Data in this exercise:
%%

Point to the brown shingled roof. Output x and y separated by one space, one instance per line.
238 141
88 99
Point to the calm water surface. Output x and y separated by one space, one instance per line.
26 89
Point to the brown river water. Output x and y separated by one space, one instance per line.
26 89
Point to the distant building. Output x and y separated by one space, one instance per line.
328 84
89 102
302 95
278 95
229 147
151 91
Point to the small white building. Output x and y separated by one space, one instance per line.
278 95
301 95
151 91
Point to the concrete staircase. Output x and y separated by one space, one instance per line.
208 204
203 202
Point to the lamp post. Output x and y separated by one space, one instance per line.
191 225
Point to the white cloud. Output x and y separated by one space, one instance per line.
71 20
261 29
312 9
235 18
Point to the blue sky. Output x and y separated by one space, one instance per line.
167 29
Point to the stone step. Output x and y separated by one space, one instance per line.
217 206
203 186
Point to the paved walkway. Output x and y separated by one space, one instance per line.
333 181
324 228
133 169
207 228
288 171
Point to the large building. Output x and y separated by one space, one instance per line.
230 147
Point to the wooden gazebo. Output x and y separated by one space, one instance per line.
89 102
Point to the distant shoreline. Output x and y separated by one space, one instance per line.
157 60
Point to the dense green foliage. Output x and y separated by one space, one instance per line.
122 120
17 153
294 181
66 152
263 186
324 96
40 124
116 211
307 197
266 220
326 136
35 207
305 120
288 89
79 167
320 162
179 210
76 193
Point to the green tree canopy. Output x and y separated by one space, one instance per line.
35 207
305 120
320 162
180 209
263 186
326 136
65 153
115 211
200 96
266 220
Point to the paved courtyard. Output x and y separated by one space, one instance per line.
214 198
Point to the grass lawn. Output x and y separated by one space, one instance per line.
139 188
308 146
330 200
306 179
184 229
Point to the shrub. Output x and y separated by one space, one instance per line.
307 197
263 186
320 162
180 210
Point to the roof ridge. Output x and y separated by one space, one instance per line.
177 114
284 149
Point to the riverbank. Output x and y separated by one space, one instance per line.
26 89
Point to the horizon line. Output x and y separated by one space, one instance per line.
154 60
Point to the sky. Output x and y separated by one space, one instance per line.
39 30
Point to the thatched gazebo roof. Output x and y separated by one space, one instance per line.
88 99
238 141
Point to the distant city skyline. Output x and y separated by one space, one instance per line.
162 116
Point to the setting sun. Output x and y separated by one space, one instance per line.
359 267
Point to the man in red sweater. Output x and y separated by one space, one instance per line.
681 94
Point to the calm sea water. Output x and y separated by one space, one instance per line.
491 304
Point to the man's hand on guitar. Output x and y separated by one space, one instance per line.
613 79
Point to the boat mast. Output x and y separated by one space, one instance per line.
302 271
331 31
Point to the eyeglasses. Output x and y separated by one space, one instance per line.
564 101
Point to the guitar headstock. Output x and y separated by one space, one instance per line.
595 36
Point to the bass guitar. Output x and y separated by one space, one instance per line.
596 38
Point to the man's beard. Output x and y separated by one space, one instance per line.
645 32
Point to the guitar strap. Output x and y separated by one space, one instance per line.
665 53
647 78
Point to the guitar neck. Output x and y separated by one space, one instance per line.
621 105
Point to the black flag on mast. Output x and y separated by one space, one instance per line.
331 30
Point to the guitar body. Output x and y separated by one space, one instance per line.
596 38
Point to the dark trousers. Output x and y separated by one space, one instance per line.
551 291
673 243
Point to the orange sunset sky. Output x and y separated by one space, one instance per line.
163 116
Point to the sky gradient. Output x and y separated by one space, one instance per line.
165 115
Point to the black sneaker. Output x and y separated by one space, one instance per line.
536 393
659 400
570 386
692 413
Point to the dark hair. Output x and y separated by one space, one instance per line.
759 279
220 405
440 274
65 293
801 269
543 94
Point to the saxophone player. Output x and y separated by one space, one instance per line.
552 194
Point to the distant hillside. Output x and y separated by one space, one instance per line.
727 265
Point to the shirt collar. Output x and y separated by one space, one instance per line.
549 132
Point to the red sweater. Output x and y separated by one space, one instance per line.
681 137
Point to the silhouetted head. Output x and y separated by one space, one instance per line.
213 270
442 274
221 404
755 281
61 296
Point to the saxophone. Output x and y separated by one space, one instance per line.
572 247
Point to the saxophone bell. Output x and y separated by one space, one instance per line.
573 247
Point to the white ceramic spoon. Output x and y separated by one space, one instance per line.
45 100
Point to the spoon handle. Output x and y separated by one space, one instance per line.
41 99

%%

Activity: An exact copy of every entry is what's needed, so retype them all.

Solved exercise:
Point to the brown shingled roof. Output x and y separated by one space, one instance per line.
238 141
88 99
Point to the calm water surface. Output x and y separated by one space, one instance per line.
26 89
Point to the brown river water. Output x and y separated by one space, one instance per line.
26 89
Point to the distant building. Output x and y separated by one space, one instance per line.
328 84
89 102
302 95
278 95
229 147
151 91
Point to the small white building. Output x and y separated by one space, one instance per line.
278 95
301 95
151 91
Point to the concrete staircase. Output x and y separated by one space, one instance per line.
208 204
203 202
Point to the lamp post. Output x and y separated by one space, one instance per line.
191 225
Point to the white cloud. Output x and y separated by one space, one instance per line.
71 20
261 29
312 9
235 18
Point to the blue sky. Output x and y separated by one space, one instance per line.
167 29
Point to the stone step. Output x and y separated by one space, one instance per line.
217 206
203 186
Point to the paved walkway. Output x and y separated by one space, one instance per line.
333 181
324 228
133 169
207 228
288 171
Point to the large building. Output x and y separated by one space, one instance per line.
230 147
Point to the wooden gazebo. Output x and y separated by one space, one instance per line.
89 102
Point to the distant shoreline. Output x and y separated by one space, one instance per line.
157 60
Point to the dense green foliage. Output x and y separated by one space, one instance per line.
122 120
17 153
294 181
66 152
263 186
324 96
40 124
116 211
307 197
266 220
326 136
35 207
305 120
288 89
79 167
320 162
179 210
76 193
Point to the green tree canopy. Output x and y separated by one space, one instance per line.
35 207
305 120
320 162
180 209
263 186
326 136
65 153
115 211
200 96
266 220
Point to the paved courtyard. Output x and y separated by one space, one instance per line.
214 198
Point to the grass lawn. Output x and y separated by one space, one instance per line.
139 188
308 146
330 200
306 179
184 229
Point to the shrub. Output x and y separated by one space, one instance per line.
307 197
263 186
320 162
180 210
Point to the roof ridge. Output x and y separated by one space, one instance per line.
177 114
284 149
Point to the riverbank. Output x and y separated by one space, one instance per line.
26 89
Point to the horizon line. Output x and y separated by one space, one instance per line.
154 60
Point to the sky. Output x and y separated by one space, one instance per line.
39 30
Point to the thatched gazebo roof. Output x and y separated by one space, one instance per line.
88 99
238 141
Point to the distant city skyline. Output x and y separated by one space, one instance per line.
162 116
Point to the setting sun. Output x and y separated by one space, one instance per line.
359 267
Point to the man in red sweater. Output x and y separated by one space, one instance per line.
681 94
Point to the calm sea water. Output x and y separated by one space, one instance per line.
491 304
Point to the man's hand on guitar. Output x and y separated by one space, one instance per line.
613 79
Point to the boat mast. Output x and y separated by one space, one instance per line.
302 271
331 31
Point to the eyeglasses. Output x and y separated by one space, one instance per line.
564 101
Point to the guitar headstock. Output x and y separated by one space, one instance per line.
595 36
Point to the bass guitar. Output x and y separated by one space, one instance per line.
596 38
Point to the man's beard. Output x and y separated by one space, one instance per line.
645 32
Point to the guitar strap. Output x and y separated by one space, one instance per line.
665 53
647 78
Point to the guitar neck. Output x and y separated by one space, one instance per line.
621 105
Point to the black flag on mast. Output x and y separated by one space, one instance per line.
331 30
Point to the guitar body. Output x and y separated by one space, one instance per line.
596 38
Point to the dark trousers. Output x and y separated by one space, one instance per line.
551 291
673 243
Point to the orange sunset sky. Output x and y separated by one space, one instance per line.
163 116
Point to the sky gradient. Output x and y separated by one space, one instance per line.
165 115
Point to the black sneaker. Output x and y separated by one space, one instance per line.
536 393
659 400
570 386
692 413
Point to the dark hair. Output x and y separated by one space, one instance per line.
759 279
220 405
440 274
65 293
801 269
543 94
Point to the saxophone player. Output x and y separated by one space, one instance per line.
552 194
Point to the distant hillside. Output x and y separated by one space, one instance per line.
727 265
Point to the shirt collar. Output x and y separated by one space, one instance per line.
549 132
Point to the red sweater. Output x and y separated by one space, one instance per line.
681 137
Point to the silhouetted head. Output x and y separated by one space, one instance per line.
213 270
442 274
221 404
755 281
61 296
Point to the saxophone. Output x and y separated by one space, one instance per line.
572 247
Point to the saxophone bell. Output x and y separated by one space, one instance per line.
573 247
Point to the white ceramic spoon. Output x and y separated by one space, one instance per line.
45 100
Point to the spoon handle. Output x and y separated by one space, one instance per line.
41 99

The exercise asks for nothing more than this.